- **Work to complete**: Quote the forum thread about the group bike ride word for word, starting at "Nope... the short" and ending at "(Sep 26, 2002)".

- **Document passage**:
Did the long route end up catching the short route? 

I wanted to go, I really did. My alarm went off, I ate some food, then went back to bed. I wasn't feeling well.


----------



## CrankyMonkey (Jul 8, 2007)

Nope... the short route hammered pretty hard... but the long group did an impressive ride. I think they got back 20 minutes after we did. Karl has all the stats... generated something like 250,000,000 watts (enough to power a small village).


----------



## Kwantani (Sep 26, 2002)

everyone,
Thanks you for the great ride. Hasn't done a fast group ride for sometime. Even though I was hanging on my dear life most of the time, I still enjoyed the ride tremendously.
SVCC: thanks you for the post ride replenishments and babysit the new guy.
everyone: thanks for the waiting and letting me suck your wheel.

looking forward for the next ride...
regards,
Kwan


----------



## Dr_John (Oct 11, 2005)

Thanks Karl/Alex for hosting, and all. A great group to ride with.

Had a blast. "The Challenge" made it a lot of fun too.

And thanks a lot for the tow back by the A group. Lesson learned: don't break off for a nature break when the A group starts to hammer.

- **Dataset section**:
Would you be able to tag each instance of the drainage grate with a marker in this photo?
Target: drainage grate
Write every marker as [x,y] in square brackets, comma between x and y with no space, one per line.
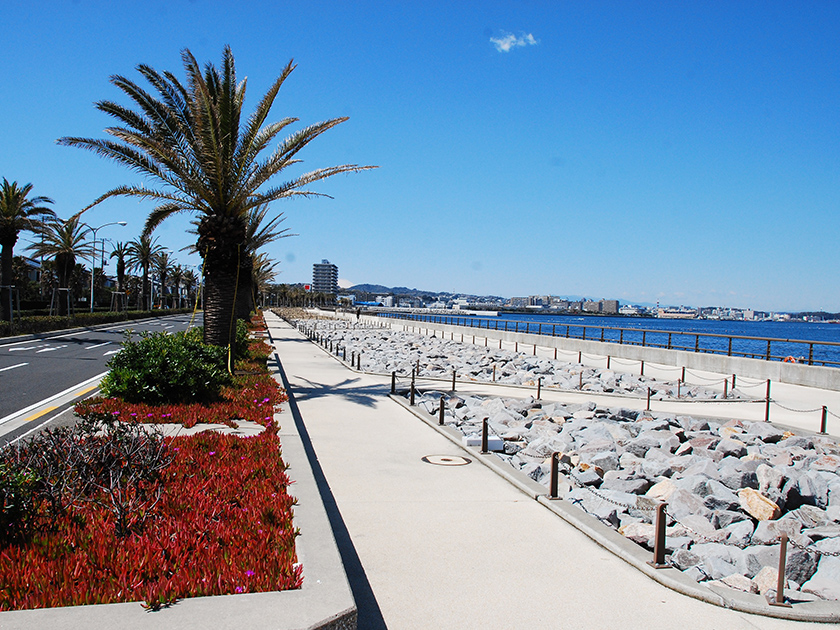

- **Full output**:
Nope... the short route hammered pretty hard... but the long group did an impressive ride. I think they got back 20 minutes after we did. Karl has all the stats... generated something like 250,000,000 watts (enough to power a small village).


----------



## Kwantani (Sep 26, 2002)